#### What you are asked to do
Update the lines below so that every occurrence of "yellow iris flower" becomes "yellow flag iris", changing nothing else.

=== Recorded information ===

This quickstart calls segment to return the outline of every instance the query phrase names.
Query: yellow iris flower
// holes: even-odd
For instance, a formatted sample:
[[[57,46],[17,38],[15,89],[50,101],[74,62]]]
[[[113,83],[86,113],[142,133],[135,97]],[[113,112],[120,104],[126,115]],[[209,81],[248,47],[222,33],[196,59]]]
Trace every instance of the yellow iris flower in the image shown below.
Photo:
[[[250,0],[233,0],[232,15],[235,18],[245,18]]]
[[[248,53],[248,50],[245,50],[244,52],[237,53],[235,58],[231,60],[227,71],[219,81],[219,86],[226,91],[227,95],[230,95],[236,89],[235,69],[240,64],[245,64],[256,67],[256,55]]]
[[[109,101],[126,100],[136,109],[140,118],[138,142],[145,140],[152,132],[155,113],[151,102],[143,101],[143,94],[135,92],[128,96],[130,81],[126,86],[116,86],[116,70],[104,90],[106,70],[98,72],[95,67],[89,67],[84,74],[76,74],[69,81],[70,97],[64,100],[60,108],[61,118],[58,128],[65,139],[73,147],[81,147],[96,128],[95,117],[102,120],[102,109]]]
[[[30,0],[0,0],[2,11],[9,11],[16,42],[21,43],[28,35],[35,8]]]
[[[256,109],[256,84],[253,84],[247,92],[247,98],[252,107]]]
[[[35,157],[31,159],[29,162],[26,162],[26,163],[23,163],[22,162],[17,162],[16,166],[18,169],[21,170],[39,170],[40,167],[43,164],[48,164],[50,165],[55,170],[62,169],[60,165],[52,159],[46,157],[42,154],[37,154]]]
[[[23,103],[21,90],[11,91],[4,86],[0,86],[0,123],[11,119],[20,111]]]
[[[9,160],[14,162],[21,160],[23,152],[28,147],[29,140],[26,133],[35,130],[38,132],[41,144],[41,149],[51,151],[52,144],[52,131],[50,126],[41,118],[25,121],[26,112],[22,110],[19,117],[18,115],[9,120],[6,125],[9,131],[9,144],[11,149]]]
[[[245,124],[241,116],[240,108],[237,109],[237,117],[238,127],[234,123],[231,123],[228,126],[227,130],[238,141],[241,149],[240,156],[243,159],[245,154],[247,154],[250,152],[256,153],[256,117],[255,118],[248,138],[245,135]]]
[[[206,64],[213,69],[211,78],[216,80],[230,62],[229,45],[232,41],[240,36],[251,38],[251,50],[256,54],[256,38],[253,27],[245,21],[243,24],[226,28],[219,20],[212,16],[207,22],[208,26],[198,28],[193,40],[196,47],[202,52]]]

===

#### Result below
This quickstart calls segment to return the outline of every instance the query phrase names.
Query: yellow flag iris
// holes: even-odd
For instance, a formatted sample:
[[[57,46],[17,38],[15,89],[50,101],[74,62]]]
[[[113,83],[86,113],[142,133],[135,97]],[[113,112],[120,104],[126,115]],[[209,81],[248,47],[222,33],[196,59]]]
Trace every instance of the yellow flag iris in the image shown below.
Photo:
[[[250,0],[233,0],[232,15],[235,18],[245,18]]]
[[[248,53],[248,50],[245,50],[244,52],[237,53],[235,58],[231,60],[227,71],[219,81],[219,86],[226,91],[227,95],[230,95],[236,89],[235,69],[240,64],[245,64],[256,67],[256,55]]]
[[[109,101],[126,100],[136,109],[140,118],[138,142],[145,140],[152,132],[155,113],[151,102],[143,101],[143,94],[135,92],[128,96],[130,81],[126,86],[116,86],[116,70],[104,90],[106,70],[98,72],[95,67],[89,67],[84,74],[76,74],[69,81],[70,97],[64,100],[60,108],[61,118],[58,128],[65,139],[73,147],[81,147],[96,128],[95,117],[102,120],[102,109]]]
[[[30,0],[0,0],[2,11],[9,11],[16,42],[21,43],[28,35],[35,8]]]
[[[256,109],[256,84],[253,84],[247,92],[247,98],[252,107]]]
[[[35,157],[31,159],[29,162],[26,162],[26,163],[23,163],[22,162],[17,162],[16,166],[18,169],[21,170],[39,170],[40,167],[43,164],[48,164],[50,165],[55,170],[62,169],[60,165],[52,159],[46,157],[42,154],[37,154]]]
[[[23,103],[21,90],[11,91],[4,86],[0,86],[0,123],[11,119],[20,111]]]
[[[9,160],[14,162],[21,160],[23,152],[28,147],[29,140],[26,133],[35,130],[38,132],[41,144],[41,149],[51,151],[52,144],[52,131],[50,126],[41,118],[25,121],[26,112],[22,110],[19,117],[18,115],[9,120],[6,125],[9,131],[9,144],[11,149]]]
[[[245,124],[241,116],[240,108],[237,109],[237,117],[238,127],[234,123],[231,123],[228,126],[227,130],[238,141],[241,149],[240,156],[243,159],[245,154],[247,154],[250,152],[256,153],[256,117],[255,118],[248,138],[245,135]]]
[[[206,64],[213,69],[211,78],[216,80],[230,62],[229,45],[232,41],[240,36],[251,38],[251,50],[256,54],[256,38],[253,27],[245,21],[243,24],[226,28],[219,20],[212,16],[207,22],[208,26],[198,28],[193,40],[196,47],[202,52]]]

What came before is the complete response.